### Contenu des données ###
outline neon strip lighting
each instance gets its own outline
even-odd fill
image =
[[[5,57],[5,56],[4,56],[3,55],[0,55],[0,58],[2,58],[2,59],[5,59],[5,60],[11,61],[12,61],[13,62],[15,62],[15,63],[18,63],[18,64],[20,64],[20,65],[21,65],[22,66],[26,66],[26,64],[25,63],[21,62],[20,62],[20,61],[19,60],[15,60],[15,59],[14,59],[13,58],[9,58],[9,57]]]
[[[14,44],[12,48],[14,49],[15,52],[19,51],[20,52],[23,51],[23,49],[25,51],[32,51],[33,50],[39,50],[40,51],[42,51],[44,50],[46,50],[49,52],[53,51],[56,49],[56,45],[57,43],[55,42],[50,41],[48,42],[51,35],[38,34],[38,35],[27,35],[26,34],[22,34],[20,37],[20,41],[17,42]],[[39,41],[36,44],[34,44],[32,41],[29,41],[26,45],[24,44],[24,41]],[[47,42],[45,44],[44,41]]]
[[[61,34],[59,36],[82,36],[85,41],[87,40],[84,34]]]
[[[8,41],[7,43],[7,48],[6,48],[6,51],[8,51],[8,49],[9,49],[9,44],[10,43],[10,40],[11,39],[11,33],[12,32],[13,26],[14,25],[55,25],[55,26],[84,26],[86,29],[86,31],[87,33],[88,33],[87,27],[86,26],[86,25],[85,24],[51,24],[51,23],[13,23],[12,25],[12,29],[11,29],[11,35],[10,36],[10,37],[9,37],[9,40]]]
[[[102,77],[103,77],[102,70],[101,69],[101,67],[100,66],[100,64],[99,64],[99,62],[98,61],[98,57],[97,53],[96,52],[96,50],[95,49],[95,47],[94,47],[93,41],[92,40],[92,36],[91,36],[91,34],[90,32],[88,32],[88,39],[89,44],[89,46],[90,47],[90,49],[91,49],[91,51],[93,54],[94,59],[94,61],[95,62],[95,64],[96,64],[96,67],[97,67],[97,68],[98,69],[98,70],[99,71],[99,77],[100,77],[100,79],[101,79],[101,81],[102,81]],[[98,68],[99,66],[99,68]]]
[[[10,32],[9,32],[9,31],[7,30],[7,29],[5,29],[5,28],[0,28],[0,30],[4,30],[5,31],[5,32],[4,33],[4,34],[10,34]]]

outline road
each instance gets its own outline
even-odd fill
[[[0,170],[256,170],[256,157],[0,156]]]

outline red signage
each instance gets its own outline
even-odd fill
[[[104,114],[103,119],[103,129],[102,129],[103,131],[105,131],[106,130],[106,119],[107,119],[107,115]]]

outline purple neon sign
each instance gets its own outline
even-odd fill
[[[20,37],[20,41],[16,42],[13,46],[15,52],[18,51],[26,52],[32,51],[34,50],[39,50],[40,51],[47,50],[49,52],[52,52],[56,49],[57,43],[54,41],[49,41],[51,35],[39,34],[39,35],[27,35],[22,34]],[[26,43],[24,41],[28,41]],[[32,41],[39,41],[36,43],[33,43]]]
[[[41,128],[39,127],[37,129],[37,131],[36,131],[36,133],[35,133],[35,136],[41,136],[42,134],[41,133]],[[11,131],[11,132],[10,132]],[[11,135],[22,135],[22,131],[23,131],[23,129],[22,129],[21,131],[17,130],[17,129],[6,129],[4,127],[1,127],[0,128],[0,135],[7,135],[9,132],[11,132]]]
###
▶ **Exercice proposé**
Recopiez ces lignes à l'identique, pour l'ensemble des enregistrements.

▶ **Réponse correcte**
outline neon strip lighting
each instance gets its own outline
even-odd fill
image =
[[[5,57],[5,56],[4,56],[3,55],[0,55],[0,58],[2,58],[2,59],[5,59],[5,60],[11,61],[12,61],[13,62],[15,62],[15,63],[18,63],[18,64],[20,64],[20,65],[21,65],[22,66],[26,66],[26,64],[25,63],[21,62],[20,62],[20,61],[19,60],[15,60],[15,59],[14,59],[13,58],[9,58],[9,57]]]
[[[14,44],[12,48],[14,49],[15,52],[19,51],[20,52],[23,51],[23,49],[25,51],[32,51],[33,50],[39,50],[40,51],[42,51],[44,50],[46,50],[49,52],[53,51],[56,49],[56,45],[57,43],[55,42],[50,41],[48,42],[51,35],[38,34],[38,35],[27,35],[26,34],[22,34],[20,37],[20,41],[17,42]],[[39,41],[36,44],[34,44],[32,41],[29,41],[26,45],[24,44],[24,41]],[[47,42],[45,44],[44,41]]]
[[[61,34],[59,36],[82,36],[85,41],[87,40],[84,34]]]
[[[8,41],[7,43],[7,48],[6,48],[6,51],[8,51],[8,49],[9,49],[9,44],[10,43],[10,40],[11,39],[11,33],[12,32],[13,26],[14,25],[55,25],[55,26],[84,26],[86,29],[86,31],[87,33],[88,33],[87,27],[86,26],[86,25],[85,24],[51,24],[51,23],[13,23],[12,25],[12,29],[11,29],[11,35],[10,36],[10,37],[9,37],[9,40]]]
[[[102,77],[103,77],[102,70],[101,69],[101,67],[100,66],[100,64],[99,64],[99,62],[98,61],[98,57],[97,53],[96,52],[96,50],[95,49],[95,47],[94,47],[93,41],[92,40],[92,36],[91,36],[91,34],[90,32],[88,32],[88,39],[89,44],[89,46],[90,47],[90,49],[91,49],[91,51],[93,54],[94,59],[94,61],[95,62],[95,64],[96,64],[96,67],[97,67],[97,68],[98,69],[98,70],[99,71],[99,77],[100,77],[100,79],[101,79],[101,81],[102,81]],[[98,68],[99,66],[99,68]]]
[[[10,32],[9,32],[9,31],[7,30],[7,29],[5,29],[5,28],[0,28],[0,30],[4,30],[5,31],[5,32],[4,33],[4,34],[10,34]]]

outline road
each instance gets its own outline
even-odd fill
[[[0,170],[256,170],[256,157],[0,156]]]

outline red signage
each instance gets its own outline
even-odd fill
[[[104,114],[103,119],[103,129],[102,129],[103,131],[105,131],[106,130],[106,119],[107,119],[107,115]]]

outline purple neon sign
each instance gets its own outline
even-odd fill
[[[20,37],[20,41],[16,42],[13,46],[15,52],[18,51],[26,52],[32,51],[34,50],[39,50],[40,51],[47,50],[49,52],[52,52],[56,49],[57,43],[54,41],[49,41],[51,35],[39,34],[39,35],[27,35],[22,34]],[[26,43],[24,41],[28,41]],[[32,41],[39,41],[36,43],[33,43]]]
[[[41,128],[39,127],[37,129],[37,131],[36,131],[36,133],[35,133],[35,136],[41,136],[42,134],[41,133]],[[11,131],[11,132],[10,132]],[[11,135],[22,135],[22,131],[23,131],[23,129],[22,129],[21,131],[17,130],[17,129],[6,129],[4,127],[1,127],[0,128],[0,135],[7,135],[9,132],[11,132]]]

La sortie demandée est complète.